- **ASSIGNMENT 1**:
In the beekeeping log, what was the temperature when the frames of honey were pulled from Hive B?
- **ASSIGNMENT 2**:
Reproduce the passage of the beekeeping log from "Okay, this mystifies" to "I'm seeing here.", word for word.

- **TEXT UNDER STUDY**:
------------------------------------------------------------------------

Cleaned out dead hives

Both hives didn't survive the winter and were filled with tens of thousands of dead bees, inches thick in the bottom of each hive. The hives were moldy but didn't smell too bad, surprisingly. Both hives were still full of honey. I had observed activity into December but nothing since. I have known since a quick peek in late January that only one hive still had a small cluster but they, too, perished.

Installed moisture quilts on beehives

Created and installed moisture quilts on both hives. I didn't get into the hives, but I did remove the tops and take a peek into the hives. Both are filled with happy, apparently healthy bees. I put some pollen cakes into each hive and really had to clear bees from the tops of the frames to make room for the cakes. After installing the moisture quilts and replacing the tops, I sat in a char and observed the hive entrances. There are lots of bees still bringing in pollen. I have no idea where they are getting it.

Entrance reducers put on Hive A and Hive B

I already had entrance reducers on both of these hives, but switched them to the tiniest (pinky finger width) opening. I didn't go into the hives but observed bees moving freely in and out of each. Pulled the top off of Hive A and saw lots of activity through the hole in the inner cover.

Hive A is three deep supers tall, with lots of honey in each. Hive B is two deeps tall, with plenty of honey at last inspection.

Hive A Honeybound

Okay, this mystifies me. Several weeks ago, I combined two weaker hives (A and C.) I inspected the combined Hive A today (which is 3 deeps tall) and it is practically honey-bound and STUFFED with bees! I looked at frames in all three supers and could find no brood, outside of what looked like a handful of capped brood in the center of a cell. And a lot of it isn't honey - a lot is open nectar in cells. Not sure what I'm seeing here.

Pulled 10 frames of honey from Hive B

The honey came from the top deep super of a 3-deep hive (Hive B), leaving a brood box on the bottom and another full super of honey above it. The frames were pulled at noon. Temperature was in the mid-sixties and overcast. I did not use a smoker and the bees, while active and not happy, were manageable. On examination, I saw a bit of brood on one side of one frame, so I popped it into my other hive, trading it for an empty frame on that hive. That leaves me a net nine frames of honey to extract tomorrow morning.

------------------------------------------------------------------------

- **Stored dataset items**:
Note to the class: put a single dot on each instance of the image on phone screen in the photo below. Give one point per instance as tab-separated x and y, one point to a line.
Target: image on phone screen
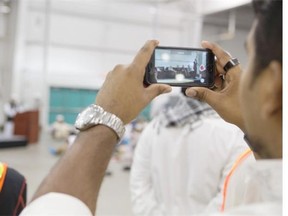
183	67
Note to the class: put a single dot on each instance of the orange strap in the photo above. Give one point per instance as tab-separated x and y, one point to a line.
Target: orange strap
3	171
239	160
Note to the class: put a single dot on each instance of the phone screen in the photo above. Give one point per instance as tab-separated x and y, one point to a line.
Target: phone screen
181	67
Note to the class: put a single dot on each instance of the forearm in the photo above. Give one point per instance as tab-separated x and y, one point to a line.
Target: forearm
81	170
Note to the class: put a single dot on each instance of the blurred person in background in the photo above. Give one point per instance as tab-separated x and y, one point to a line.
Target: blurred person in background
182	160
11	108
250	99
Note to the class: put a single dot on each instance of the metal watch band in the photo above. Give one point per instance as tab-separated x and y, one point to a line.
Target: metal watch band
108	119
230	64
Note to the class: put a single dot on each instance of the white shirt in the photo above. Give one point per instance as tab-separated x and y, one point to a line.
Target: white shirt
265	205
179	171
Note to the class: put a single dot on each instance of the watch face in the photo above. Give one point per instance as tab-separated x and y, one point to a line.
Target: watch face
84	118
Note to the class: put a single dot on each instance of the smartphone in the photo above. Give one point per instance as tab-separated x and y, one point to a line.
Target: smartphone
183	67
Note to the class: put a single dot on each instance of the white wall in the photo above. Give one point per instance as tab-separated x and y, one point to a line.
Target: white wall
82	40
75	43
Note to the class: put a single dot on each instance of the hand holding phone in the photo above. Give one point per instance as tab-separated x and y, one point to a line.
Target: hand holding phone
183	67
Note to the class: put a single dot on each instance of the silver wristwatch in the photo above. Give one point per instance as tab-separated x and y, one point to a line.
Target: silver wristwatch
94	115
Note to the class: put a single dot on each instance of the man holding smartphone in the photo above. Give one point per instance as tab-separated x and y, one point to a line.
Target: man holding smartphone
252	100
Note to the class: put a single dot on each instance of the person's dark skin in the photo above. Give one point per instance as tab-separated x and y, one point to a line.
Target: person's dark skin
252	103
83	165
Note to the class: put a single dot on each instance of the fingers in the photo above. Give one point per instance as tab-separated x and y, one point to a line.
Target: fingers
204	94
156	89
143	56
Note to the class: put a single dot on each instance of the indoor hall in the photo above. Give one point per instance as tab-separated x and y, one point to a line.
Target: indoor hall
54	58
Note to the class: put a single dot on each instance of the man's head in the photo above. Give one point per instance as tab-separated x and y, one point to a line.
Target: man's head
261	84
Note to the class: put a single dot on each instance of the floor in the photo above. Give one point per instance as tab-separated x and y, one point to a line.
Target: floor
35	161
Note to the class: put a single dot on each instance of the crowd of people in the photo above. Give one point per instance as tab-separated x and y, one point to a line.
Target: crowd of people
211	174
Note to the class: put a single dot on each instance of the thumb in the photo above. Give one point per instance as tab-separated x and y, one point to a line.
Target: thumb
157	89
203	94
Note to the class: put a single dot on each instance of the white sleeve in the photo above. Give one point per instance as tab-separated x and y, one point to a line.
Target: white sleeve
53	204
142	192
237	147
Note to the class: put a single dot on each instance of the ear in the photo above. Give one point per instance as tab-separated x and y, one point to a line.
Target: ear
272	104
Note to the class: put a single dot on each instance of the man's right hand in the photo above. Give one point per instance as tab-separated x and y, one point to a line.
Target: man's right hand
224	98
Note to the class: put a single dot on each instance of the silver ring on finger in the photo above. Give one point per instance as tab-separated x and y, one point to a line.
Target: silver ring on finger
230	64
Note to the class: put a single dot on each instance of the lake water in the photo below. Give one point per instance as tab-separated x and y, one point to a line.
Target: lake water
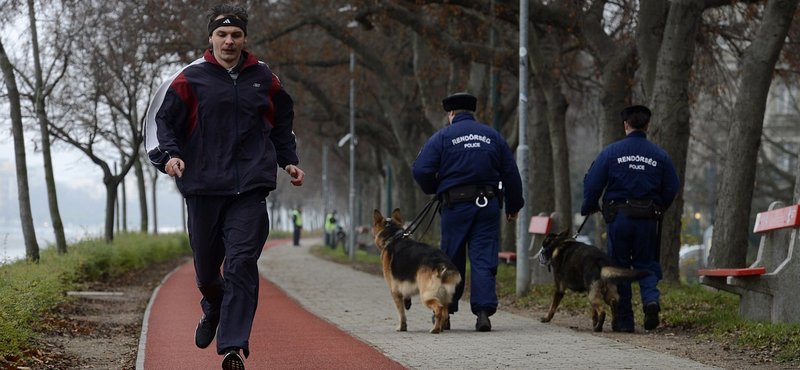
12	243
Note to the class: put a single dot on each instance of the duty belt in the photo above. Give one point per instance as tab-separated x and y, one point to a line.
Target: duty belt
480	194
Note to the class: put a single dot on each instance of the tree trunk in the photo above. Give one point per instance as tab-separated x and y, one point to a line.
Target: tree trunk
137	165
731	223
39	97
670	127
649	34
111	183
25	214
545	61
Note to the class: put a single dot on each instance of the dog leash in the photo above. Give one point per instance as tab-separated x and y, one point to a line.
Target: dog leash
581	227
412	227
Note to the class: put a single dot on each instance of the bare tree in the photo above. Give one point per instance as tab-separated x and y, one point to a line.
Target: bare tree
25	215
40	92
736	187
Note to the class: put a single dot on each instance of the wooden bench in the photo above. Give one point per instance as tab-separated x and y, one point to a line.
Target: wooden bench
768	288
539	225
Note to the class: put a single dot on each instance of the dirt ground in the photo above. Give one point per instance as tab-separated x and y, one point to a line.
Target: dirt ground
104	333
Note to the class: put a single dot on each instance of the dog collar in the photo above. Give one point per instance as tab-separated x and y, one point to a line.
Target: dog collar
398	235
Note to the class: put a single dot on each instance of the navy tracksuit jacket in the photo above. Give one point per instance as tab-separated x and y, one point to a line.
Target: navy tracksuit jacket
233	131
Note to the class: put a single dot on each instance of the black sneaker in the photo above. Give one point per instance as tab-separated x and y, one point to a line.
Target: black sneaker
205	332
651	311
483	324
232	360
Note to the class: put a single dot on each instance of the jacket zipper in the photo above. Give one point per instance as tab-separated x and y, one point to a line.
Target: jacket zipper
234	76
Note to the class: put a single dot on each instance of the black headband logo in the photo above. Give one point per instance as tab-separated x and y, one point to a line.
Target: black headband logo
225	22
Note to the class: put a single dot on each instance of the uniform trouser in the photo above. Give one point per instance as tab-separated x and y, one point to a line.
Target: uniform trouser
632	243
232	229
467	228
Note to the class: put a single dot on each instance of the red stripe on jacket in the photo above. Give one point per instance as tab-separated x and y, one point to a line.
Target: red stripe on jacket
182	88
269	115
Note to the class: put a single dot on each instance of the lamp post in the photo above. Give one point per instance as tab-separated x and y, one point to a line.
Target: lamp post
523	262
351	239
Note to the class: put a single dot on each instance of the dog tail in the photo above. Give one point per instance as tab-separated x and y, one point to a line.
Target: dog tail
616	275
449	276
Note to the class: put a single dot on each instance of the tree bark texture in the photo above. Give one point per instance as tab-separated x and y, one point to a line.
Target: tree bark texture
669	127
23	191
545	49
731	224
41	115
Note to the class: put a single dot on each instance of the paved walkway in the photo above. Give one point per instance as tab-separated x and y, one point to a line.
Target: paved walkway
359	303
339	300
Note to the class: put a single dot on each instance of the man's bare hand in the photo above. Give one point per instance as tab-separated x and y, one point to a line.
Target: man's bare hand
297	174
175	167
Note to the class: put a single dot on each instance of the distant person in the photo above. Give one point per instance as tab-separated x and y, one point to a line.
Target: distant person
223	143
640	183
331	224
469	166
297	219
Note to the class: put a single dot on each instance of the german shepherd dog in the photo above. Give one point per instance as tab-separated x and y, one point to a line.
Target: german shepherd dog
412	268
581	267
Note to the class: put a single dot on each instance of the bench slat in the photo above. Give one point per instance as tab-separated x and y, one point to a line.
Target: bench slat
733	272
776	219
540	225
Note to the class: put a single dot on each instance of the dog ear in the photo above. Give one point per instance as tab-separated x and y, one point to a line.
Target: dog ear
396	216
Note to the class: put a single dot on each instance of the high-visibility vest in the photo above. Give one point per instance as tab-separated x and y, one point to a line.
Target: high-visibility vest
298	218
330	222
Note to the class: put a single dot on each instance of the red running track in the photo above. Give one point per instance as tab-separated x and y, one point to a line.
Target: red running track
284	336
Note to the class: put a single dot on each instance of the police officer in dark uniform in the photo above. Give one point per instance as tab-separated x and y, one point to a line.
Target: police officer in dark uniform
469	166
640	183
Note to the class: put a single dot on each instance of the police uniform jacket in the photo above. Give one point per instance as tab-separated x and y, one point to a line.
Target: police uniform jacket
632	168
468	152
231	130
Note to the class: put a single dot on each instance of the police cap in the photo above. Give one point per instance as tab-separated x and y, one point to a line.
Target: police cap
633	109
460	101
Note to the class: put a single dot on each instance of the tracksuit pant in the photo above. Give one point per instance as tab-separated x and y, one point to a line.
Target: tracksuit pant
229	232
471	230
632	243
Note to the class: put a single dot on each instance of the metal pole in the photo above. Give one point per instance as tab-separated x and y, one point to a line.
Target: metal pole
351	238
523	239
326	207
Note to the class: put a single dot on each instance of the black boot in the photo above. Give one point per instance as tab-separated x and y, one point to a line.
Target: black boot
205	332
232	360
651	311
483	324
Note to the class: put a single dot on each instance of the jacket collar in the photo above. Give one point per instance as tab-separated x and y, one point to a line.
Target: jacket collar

------------------------------------------------------------------------

- **EXERCISE SOLUTION 1**:
It was in the mid-sixties.

- **EXERCISE SOLUTION 2**:
Okay, this mystifies me. Several weeks ago, I combined two weaker hives (A and C.) I inspected the combined Hive A today (which is 3 deeps tall) and it is practically honey-bound and STUFFED with bees! I looked at frames in all three supers and could find no brood, outside of what looked like a handful of capped brood in the center of a cell. And a lot of it isn't honey - a lot is open nectar in cells. Not sure what I'm seeing here.